But it was at this same time that captive Africans brought into the labor force caused the legislation that encoded the cultural construct of new race categories, black, white, Negro, mulatto.

"The clarity of the new racial categories was of course more apparent than real. They failed to encompass the complexity of ethnic interaction and mixing, of which the emergence of Melungeons is but one example. The first written record of the 'Melungeons,' by John Sevier (first governor of Tennessee and one of the state's principal organizers), was mad circa 1782-84 but actually recounts a decade or more of contact with a "Colony of dark-skinned, reddish-brown complexioned people, supposedly of Moorish descent, who called themselves Malungeons (sic) and claimed to be Portuguese. They live to themselves exclusively....in the high ridges..... and are looked upon neither as negroes or Indians...(They have) fine European features, straight black hair and dark blue eyes."

The community above SELF-IDENTIFIED as Melungeons. And they claimed to be Portuguese which might simply translate into "Don't kill me! I'm not Spanish or English or French" But this intrepretation "denies credibility to their self-identification and it may underestimate their wisdom in negotiating hostile incoming whites."

By the Revolutionary period Melungeon had become common. "After 1783, victorious white men in valleys adjacent to the Appalachian chain in Virginia demanded that everyone who looked like (or self-identified as) an Indian had to wear some type of badge or carry a pass when traveling from one place to another. Melungeons and other mixed-ancestry people resisted these sanctions and sought to participate fully in community life. Thus as early as 1801, the minutes of the Stoney Creek Primitive Baptist Church (near Fort Blackmore in Washington County, Virginia, now Scott County) included regular references to the Melungeons as a distinct population group."

## Provided information
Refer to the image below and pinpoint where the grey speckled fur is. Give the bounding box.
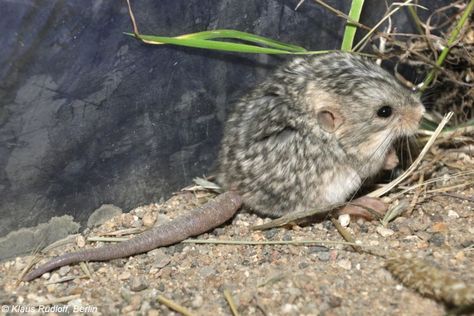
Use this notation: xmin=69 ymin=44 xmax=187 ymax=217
xmin=218 ymin=53 xmax=424 ymax=216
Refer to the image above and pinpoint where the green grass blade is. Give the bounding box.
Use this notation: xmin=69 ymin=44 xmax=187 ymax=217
xmin=124 ymin=33 xmax=330 ymax=55
xmin=420 ymin=0 xmax=474 ymax=92
xmin=341 ymin=0 xmax=364 ymax=51
xmin=176 ymin=29 xmax=306 ymax=52
xmin=125 ymin=33 xmax=291 ymax=54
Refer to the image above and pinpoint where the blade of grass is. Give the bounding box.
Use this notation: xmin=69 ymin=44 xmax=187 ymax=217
xmin=367 ymin=112 xmax=454 ymax=197
xmin=408 ymin=6 xmax=424 ymax=34
xmin=341 ymin=0 xmax=364 ymax=52
xmin=353 ymin=0 xmax=426 ymax=51
xmin=420 ymin=0 xmax=474 ymax=92
xmin=176 ymin=29 xmax=306 ymax=52
xmin=124 ymin=33 xmax=331 ymax=55
xmin=124 ymin=33 xmax=330 ymax=55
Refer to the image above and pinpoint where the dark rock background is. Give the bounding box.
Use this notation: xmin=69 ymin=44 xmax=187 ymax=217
xmin=0 ymin=0 xmax=442 ymax=236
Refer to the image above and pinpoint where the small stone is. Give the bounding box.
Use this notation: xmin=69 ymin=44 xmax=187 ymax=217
xmin=118 ymin=271 xmax=132 ymax=280
xmin=142 ymin=212 xmax=156 ymax=227
xmin=132 ymin=215 xmax=143 ymax=228
xmin=337 ymin=259 xmax=352 ymax=270
xmin=328 ymin=295 xmax=342 ymax=308
xmin=281 ymin=303 xmax=298 ymax=315
xmin=318 ymin=252 xmax=331 ymax=262
xmin=398 ymin=226 xmax=412 ymax=235
xmin=298 ymin=262 xmax=309 ymax=270
xmin=76 ymin=235 xmax=86 ymax=248
xmin=130 ymin=276 xmax=148 ymax=292
xmin=130 ymin=295 xmax=142 ymax=310
xmin=428 ymin=233 xmax=445 ymax=247
xmin=308 ymin=245 xmax=329 ymax=253
xmin=148 ymin=249 xmax=171 ymax=269
xmin=58 ymin=266 xmax=71 ymax=276
xmin=448 ymin=210 xmax=459 ymax=219
xmin=87 ymin=204 xmax=123 ymax=228
xmin=338 ymin=214 xmax=351 ymax=227
xmin=132 ymin=207 xmax=146 ymax=219
xmin=191 ymin=295 xmax=204 ymax=308
xmin=375 ymin=226 xmax=395 ymax=237
xmin=454 ymin=251 xmax=466 ymax=261
xmin=199 ymin=266 xmax=216 ymax=278
xmin=389 ymin=240 xmax=400 ymax=249
xmin=46 ymin=284 xmax=57 ymax=293
xmin=146 ymin=309 xmax=160 ymax=316
xmin=120 ymin=213 xmax=135 ymax=228
xmin=263 ymin=228 xmax=278 ymax=239
xmin=416 ymin=231 xmax=431 ymax=241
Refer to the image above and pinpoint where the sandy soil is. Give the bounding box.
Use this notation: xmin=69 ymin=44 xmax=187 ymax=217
xmin=0 ymin=154 xmax=474 ymax=315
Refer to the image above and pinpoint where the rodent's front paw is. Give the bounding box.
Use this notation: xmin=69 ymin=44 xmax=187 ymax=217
xmin=382 ymin=148 xmax=399 ymax=170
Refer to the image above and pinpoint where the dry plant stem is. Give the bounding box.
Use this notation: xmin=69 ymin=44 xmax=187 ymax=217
xmin=30 ymin=294 xmax=81 ymax=306
xmin=385 ymin=256 xmax=474 ymax=306
xmin=426 ymin=181 xmax=474 ymax=193
xmin=407 ymin=173 xmax=425 ymax=215
xmin=367 ymin=112 xmax=454 ymax=197
xmin=23 ymin=191 xmax=242 ymax=281
xmin=391 ymin=171 xmax=474 ymax=200
xmin=182 ymin=239 xmax=357 ymax=246
xmin=382 ymin=199 xmax=408 ymax=226
xmin=224 ymin=289 xmax=239 ymax=316
xmin=156 ymin=295 xmax=193 ymax=316
xmin=331 ymin=217 xmax=362 ymax=253
xmin=252 ymin=205 xmax=334 ymax=230
xmin=441 ymin=192 xmax=474 ymax=203
xmin=352 ymin=0 xmax=422 ymax=52
xmin=127 ymin=0 xmax=140 ymax=38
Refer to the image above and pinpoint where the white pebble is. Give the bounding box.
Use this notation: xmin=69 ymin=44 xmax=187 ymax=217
xmin=448 ymin=210 xmax=459 ymax=218
xmin=337 ymin=259 xmax=352 ymax=270
xmin=375 ymin=226 xmax=395 ymax=237
xmin=338 ymin=214 xmax=351 ymax=227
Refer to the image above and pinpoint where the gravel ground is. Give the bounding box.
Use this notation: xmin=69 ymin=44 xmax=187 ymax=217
xmin=0 ymin=156 xmax=474 ymax=315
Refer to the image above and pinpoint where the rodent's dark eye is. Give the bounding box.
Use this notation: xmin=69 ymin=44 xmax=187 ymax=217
xmin=377 ymin=105 xmax=392 ymax=118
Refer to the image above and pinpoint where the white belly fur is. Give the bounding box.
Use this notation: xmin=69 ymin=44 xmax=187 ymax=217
xmin=322 ymin=168 xmax=362 ymax=205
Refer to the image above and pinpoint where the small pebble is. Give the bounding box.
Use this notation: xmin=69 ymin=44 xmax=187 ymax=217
xmin=308 ymin=245 xmax=329 ymax=253
xmin=58 ymin=266 xmax=71 ymax=276
xmin=416 ymin=231 xmax=431 ymax=241
xmin=327 ymin=295 xmax=342 ymax=308
xmin=118 ymin=271 xmax=132 ymax=280
xmin=130 ymin=276 xmax=148 ymax=292
xmin=191 ymin=295 xmax=204 ymax=308
xmin=146 ymin=309 xmax=160 ymax=316
xmin=337 ymin=259 xmax=352 ymax=270
xmin=338 ymin=214 xmax=351 ymax=227
xmin=281 ymin=303 xmax=298 ymax=315
xmin=375 ymin=226 xmax=395 ymax=237
xmin=428 ymin=233 xmax=445 ymax=247
xmin=448 ymin=210 xmax=459 ymax=218
xmin=76 ymin=235 xmax=86 ymax=248
xmin=142 ymin=212 xmax=156 ymax=227
xmin=318 ymin=251 xmax=331 ymax=262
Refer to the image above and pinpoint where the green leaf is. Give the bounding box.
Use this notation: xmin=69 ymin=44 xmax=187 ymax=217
xmin=341 ymin=0 xmax=364 ymax=51
xmin=124 ymin=30 xmax=330 ymax=55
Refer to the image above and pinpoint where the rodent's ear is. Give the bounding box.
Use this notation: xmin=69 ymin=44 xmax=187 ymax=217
xmin=318 ymin=108 xmax=343 ymax=133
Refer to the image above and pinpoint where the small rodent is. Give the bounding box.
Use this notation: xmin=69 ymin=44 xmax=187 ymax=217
xmin=23 ymin=53 xmax=424 ymax=281
xmin=218 ymin=52 xmax=424 ymax=217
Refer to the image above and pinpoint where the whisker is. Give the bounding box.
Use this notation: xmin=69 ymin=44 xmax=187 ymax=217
xmin=348 ymin=132 xmax=393 ymax=203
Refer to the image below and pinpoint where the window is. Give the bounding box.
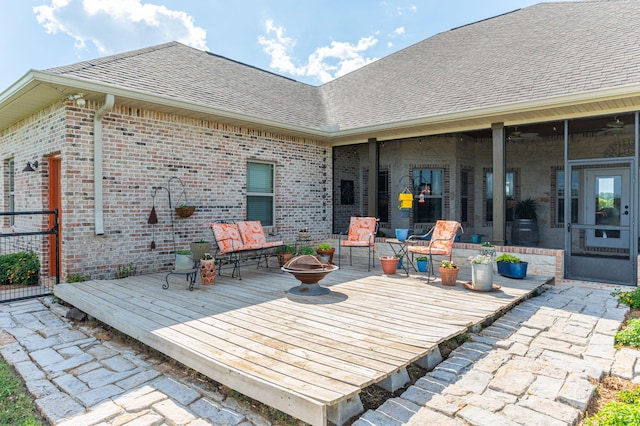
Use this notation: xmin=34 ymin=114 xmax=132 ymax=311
xmin=485 ymin=172 xmax=516 ymax=222
xmin=378 ymin=170 xmax=389 ymax=223
xmin=460 ymin=169 xmax=473 ymax=223
xmin=247 ymin=162 xmax=275 ymax=226
xmin=412 ymin=169 xmax=444 ymax=223
xmin=556 ymin=170 xmax=580 ymax=224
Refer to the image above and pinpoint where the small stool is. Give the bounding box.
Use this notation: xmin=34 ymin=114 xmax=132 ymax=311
xmin=162 ymin=263 xmax=198 ymax=291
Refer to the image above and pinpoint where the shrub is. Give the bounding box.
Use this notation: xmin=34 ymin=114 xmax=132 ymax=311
xmin=496 ymin=253 xmax=522 ymax=263
xmin=440 ymin=260 xmax=458 ymax=269
xmin=611 ymin=287 xmax=640 ymax=309
xmin=0 ymin=250 xmax=40 ymax=285
xmin=116 ymin=263 xmax=137 ymax=278
xmin=67 ymin=274 xmax=91 ymax=283
xmin=585 ymin=401 xmax=640 ymax=426
xmin=616 ymin=318 xmax=640 ymax=348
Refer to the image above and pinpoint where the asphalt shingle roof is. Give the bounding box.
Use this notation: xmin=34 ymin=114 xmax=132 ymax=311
xmin=46 ymin=0 xmax=640 ymax=130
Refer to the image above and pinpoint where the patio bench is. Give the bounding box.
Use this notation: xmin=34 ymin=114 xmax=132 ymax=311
xmin=209 ymin=220 xmax=284 ymax=279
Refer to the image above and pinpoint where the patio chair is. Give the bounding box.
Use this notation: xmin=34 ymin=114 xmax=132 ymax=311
xmin=338 ymin=217 xmax=380 ymax=271
xmin=407 ymin=220 xmax=464 ymax=282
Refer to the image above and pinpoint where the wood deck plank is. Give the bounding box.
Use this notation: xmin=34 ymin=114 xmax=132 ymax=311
xmin=55 ymin=267 xmax=546 ymax=425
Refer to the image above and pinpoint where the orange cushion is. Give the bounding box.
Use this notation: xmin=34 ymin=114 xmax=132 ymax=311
xmin=209 ymin=223 xmax=244 ymax=254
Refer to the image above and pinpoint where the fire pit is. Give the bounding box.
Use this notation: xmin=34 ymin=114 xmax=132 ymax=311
xmin=281 ymin=255 xmax=338 ymax=296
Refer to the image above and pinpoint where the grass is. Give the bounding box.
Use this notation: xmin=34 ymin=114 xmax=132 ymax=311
xmin=583 ymin=308 xmax=640 ymax=426
xmin=0 ymin=358 xmax=47 ymax=426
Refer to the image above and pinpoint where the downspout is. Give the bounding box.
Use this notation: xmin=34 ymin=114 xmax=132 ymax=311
xmin=93 ymin=93 xmax=115 ymax=235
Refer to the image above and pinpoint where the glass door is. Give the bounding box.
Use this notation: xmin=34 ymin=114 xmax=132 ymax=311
xmin=565 ymin=163 xmax=635 ymax=285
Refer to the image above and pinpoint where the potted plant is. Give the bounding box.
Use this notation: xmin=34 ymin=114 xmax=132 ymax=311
xmin=316 ymin=243 xmax=336 ymax=263
xmin=176 ymin=203 xmax=196 ymax=218
xmin=200 ymin=253 xmax=216 ymax=285
xmin=276 ymin=244 xmax=296 ymax=267
xmin=189 ymin=239 xmax=211 ymax=262
xmin=511 ymin=197 xmax=540 ymax=246
xmin=174 ymin=250 xmax=194 ymax=271
xmin=396 ymin=228 xmax=409 ymax=241
xmin=469 ymin=254 xmax=493 ymax=291
xmin=416 ymin=256 xmax=429 ymax=272
xmin=440 ymin=260 xmax=460 ymax=286
xmin=496 ymin=253 xmax=528 ymax=279
xmin=380 ymin=256 xmax=398 ymax=275
xmin=480 ymin=241 xmax=496 ymax=258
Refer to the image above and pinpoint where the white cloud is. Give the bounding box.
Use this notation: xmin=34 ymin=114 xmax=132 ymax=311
xmin=33 ymin=0 xmax=208 ymax=55
xmin=391 ymin=27 xmax=406 ymax=36
xmin=258 ymin=20 xmax=378 ymax=83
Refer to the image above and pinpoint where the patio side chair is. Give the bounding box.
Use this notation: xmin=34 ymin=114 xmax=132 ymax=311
xmin=338 ymin=217 xmax=380 ymax=271
xmin=407 ymin=220 xmax=464 ymax=282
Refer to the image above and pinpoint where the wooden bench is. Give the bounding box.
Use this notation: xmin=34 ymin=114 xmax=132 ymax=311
xmin=209 ymin=220 xmax=284 ymax=279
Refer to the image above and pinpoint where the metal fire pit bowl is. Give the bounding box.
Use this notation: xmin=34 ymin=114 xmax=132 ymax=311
xmin=281 ymin=255 xmax=338 ymax=296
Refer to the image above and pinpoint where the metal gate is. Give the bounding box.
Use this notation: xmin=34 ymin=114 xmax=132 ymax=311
xmin=0 ymin=209 xmax=60 ymax=303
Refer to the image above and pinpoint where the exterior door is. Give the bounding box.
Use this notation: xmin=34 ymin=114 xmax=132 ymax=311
xmin=47 ymin=157 xmax=62 ymax=276
xmin=565 ymin=163 xmax=637 ymax=285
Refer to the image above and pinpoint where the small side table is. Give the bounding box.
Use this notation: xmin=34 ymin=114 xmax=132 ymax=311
xmin=162 ymin=262 xmax=200 ymax=291
xmin=387 ymin=238 xmax=418 ymax=276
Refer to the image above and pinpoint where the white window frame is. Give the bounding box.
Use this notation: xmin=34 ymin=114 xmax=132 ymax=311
xmin=245 ymin=160 xmax=276 ymax=227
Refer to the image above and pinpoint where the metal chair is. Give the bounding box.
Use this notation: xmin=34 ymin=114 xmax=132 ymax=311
xmin=407 ymin=220 xmax=464 ymax=282
xmin=338 ymin=217 xmax=380 ymax=271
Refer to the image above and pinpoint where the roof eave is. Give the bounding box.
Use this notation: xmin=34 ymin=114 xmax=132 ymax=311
xmin=330 ymin=83 xmax=640 ymax=145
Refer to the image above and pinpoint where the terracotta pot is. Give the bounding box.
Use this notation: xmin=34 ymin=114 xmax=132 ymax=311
xmin=440 ymin=266 xmax=460 ymax=286
xmin=200 ymin=259 xmax=216 ymax=285
xmin=380 ymin=256 xmax=399 ymax=275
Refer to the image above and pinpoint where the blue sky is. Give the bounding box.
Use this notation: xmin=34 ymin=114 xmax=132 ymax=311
xmin=0 ymin=0 xmax=576 ymax=93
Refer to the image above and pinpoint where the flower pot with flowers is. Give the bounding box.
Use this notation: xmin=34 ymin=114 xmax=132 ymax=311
xmin=380 ymin=256 xmax=398 ymax=275
xmin=440 ymin=260 xmax=460 ymax=286
xmin=496 ymin=253 xmax=528 ymax=279
xmin=469 ymin=254 xmax=493 ymax=291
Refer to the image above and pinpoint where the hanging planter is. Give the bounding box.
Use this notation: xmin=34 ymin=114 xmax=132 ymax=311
xmin=398 ymin=192 xmax=413 ymax=209
xmin=176 ymin=204 xmax=196 ymax=218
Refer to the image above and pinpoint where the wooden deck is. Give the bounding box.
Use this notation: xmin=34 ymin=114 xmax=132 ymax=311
xmin=54 ymin=265 xmax=548 ymax=425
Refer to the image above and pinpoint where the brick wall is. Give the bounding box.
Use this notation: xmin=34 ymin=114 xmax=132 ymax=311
xmin=0 ymin=103 xmax=333 ymax=278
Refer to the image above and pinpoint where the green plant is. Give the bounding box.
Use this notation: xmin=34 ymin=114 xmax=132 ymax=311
xmin=496 ymin=253 xmax=522 ymax=263
xmin=0 ymin=250 xmax=40 ymax=285
xmin=300 ymin=247 xmax=316 ymax=256
xmin=513 ymin=197 xmax=538 ymax=220
xmin=469 ymin=254 xmax=493 ymax=265
xmin=0 ymin=359 xmax=46 ymax=426
xmin=67 ymin=274 xmax=91 ymax=283
xmin=584 ymin=387 xmax=640 ymax=426
xmin=615 ymin=318 xmax=640 ymax=348
xmin=116 ymin=263 xmax=137 ymax=278
xmin=276 ymin=244 xmax=296 ymax=254
xmin=440 ymin=260 xmax=458 ymax=269
xmin=611 ymin=287 xmax=640 ymax=309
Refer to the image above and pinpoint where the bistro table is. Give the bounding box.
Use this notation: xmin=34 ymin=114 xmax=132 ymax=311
xmin=387 ymin=238 xmax=418 ymax=276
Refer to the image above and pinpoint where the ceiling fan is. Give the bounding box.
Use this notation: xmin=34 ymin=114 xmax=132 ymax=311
xmin=600 ymin=117 xmax=635 ymax=135
xmin=507 ymin=127 xmax=542 ymax=142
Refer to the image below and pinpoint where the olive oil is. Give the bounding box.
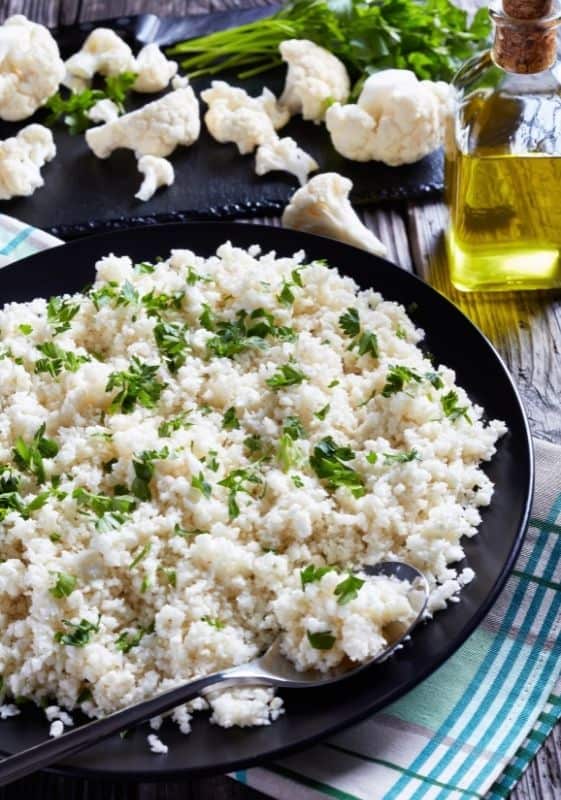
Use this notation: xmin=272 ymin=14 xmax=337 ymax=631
xmin=447 ymin=153 xmax=561 ymax=291
xmin=446 ymin=0 xmax=561 ymax=291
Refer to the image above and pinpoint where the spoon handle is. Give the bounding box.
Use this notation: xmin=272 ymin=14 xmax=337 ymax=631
xmin=0 ymin=667 xmax=266 ymax=786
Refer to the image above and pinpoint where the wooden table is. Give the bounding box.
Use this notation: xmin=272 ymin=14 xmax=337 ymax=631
xmin=0 ymin=0 xmax=561 ymax=800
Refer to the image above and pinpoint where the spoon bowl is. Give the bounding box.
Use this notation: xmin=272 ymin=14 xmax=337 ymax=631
xmin=0 ymin=561 xmax=429 ymax=786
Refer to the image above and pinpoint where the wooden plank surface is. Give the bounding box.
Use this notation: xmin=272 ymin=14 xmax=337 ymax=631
xmin=0 ymin=0 xmax=561 ymax=800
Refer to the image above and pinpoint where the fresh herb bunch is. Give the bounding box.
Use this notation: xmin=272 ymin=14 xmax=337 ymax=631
xmin=45 ymin=72 xmax=137 ymax=134
xmin=168 ymin=0 xmax=490 ymax=80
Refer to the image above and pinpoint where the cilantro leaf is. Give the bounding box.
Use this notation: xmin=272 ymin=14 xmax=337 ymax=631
xmin=310 ymin=436 xmax=365 ymax=497
xmin=265 ymin=363 xmax=307 ymax=391
xmin=335 ymin=575 xmax=364 ymax=606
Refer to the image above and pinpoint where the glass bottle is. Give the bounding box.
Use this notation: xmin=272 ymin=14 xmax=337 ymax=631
xmin=446 ymin=0 xmax=561 ymax=291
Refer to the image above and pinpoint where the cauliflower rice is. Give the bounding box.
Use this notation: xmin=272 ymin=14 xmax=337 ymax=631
xmin=0 ymin=243 xmax=505 ymax=736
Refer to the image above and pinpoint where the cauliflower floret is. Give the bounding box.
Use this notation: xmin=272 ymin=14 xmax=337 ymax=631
xmin=279 ymin=39 xmax=351 ymax=122
xmin=255 ymin=136 xmax=319 ymax=186
xmin=87 ymin=97 xmax=119 ymax=122
xmin=132 ymin=44 xmax=177 ymax=93
xmin=326 ymin=69 xmax=451 ymax=167
xmin=0 ymin=125 xmax=56 ymax=200
xmin=282 ymin=172 xmax=386 ymax=256
xmin=0 ymin=14 xmax=64 ymax=121
xmin=86 ymin=86 xmax=201 ymax=158
xmin=135 ymin=156 xmax=175 ymax=201
xmin=64 ymin=28 xmax=136 ymax=89
xmin=201 ymin=81 xmax=290 ymax=155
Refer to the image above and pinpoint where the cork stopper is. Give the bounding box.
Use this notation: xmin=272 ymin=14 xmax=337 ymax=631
xmin=492 ymin=0 xmax=557 ymax=74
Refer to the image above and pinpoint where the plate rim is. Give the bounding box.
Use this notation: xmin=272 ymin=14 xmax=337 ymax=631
xmin=0 ymin=220 xmax=535 ymax=783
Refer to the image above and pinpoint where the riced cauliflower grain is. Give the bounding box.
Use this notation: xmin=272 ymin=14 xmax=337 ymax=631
xmin=0 ymin=243 xmax=505 ymax=736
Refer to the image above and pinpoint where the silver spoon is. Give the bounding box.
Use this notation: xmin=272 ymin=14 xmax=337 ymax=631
xmin=0 ymin=561 xmax=429 ymax=786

## Instructions
1 - In the text on the Melungeons, which church's minutes included regular references to the Melungeons as a distinct population group as early as 1801?
2 - Reproduce word for word the portion of the text on the Melungeons starting at "But it was at" and ending at "white, Negro, mulatto.".
3 - Carry on the text on the Melungeons from the point at which it stops.

## In response
1 - The minutes of the Stoney Creek Primitive Baptist Church.

2 -
But it was at this same time that captive Africans brought into the labor force caused the legislation that encoded the cultural construct of new race categories, black, white, Negro, mulatto.

3 -
The following comes from Jack Harold Goins of Rogersville, TN.

"The minutes reveal that the congregation was composed of whites, Melungeons, free Negroes and slaves. From 1801 to 1805 88 new members were added: 33 of these were persons bearing familiar Melungeon names: Gibson, Collins, Moore, Bolin, Bolling, Sexton, Osborne, Maner and Minor.

The congregation made an effort to overcome the prejudice against dark-skinned people prevalent in that period, but reading between the lines, it was apparent that the whites were greatly relieved when the Melungeons began an exodus to (Claiborne County,) Tennesee. According to the minutes, by 1807, most of the Melugneons were gone; eight had received letters of dismission, and five others had been excommunicated for various unrepented sins.

The Melungeons occasionally came back to visit and stay in the homes of church members. The problem that had been solved by the removal of the Melungeons then rose again. The minutes of September 26, 1813 reveal: "Church sat in love. Bro. Killgore, Moderator. Then came forward Sis. Kitchen and Complained to the Church against Sis. Susanna "Sookie" Stallard for saying she harbored them Melungins."

Being Melungeon wasn't really dangerous until 1830 after the Nat Turner rebellion. The backlash all free persons led legislatures in NC/VA/and Tennessee to order all FPCs to leave or obtain written permission from their county's political leaders to stay. County Court Records in western Virginia prior to the Civil War contain petitions filed by 'white(r)' men on behalf of mulatto women.

The authors then go into the article from Littrell's Living Age which I recommend that you all read and then deal with the sexual freedom attributed to Melungeon women. "In this way, traditional native or mixed-ancestry women's sexual and social freedom was trapped between two emerging paradigms: just as racial categorization depended upon racial integrity, so Anglo-American patriarchy relied upon strict control of women's sexuality."

Then comes the reference for 'Old Horny.'

The authors end with: "Tracing the ancestry of our individual (great-great....) grandmothers is, for most of us, not possible; in the broad landscape of history, it may not eve be most important. What does matter is that we continue to search for the innumerable lost grandmothers - of whatever hue or inflection---whose experience exposes the fiction of our own racial, ethnic, intensely gendered identities."

I agree!

By Nancy Sparks Morrison

 

 

 

1 comment:

Anonymous said...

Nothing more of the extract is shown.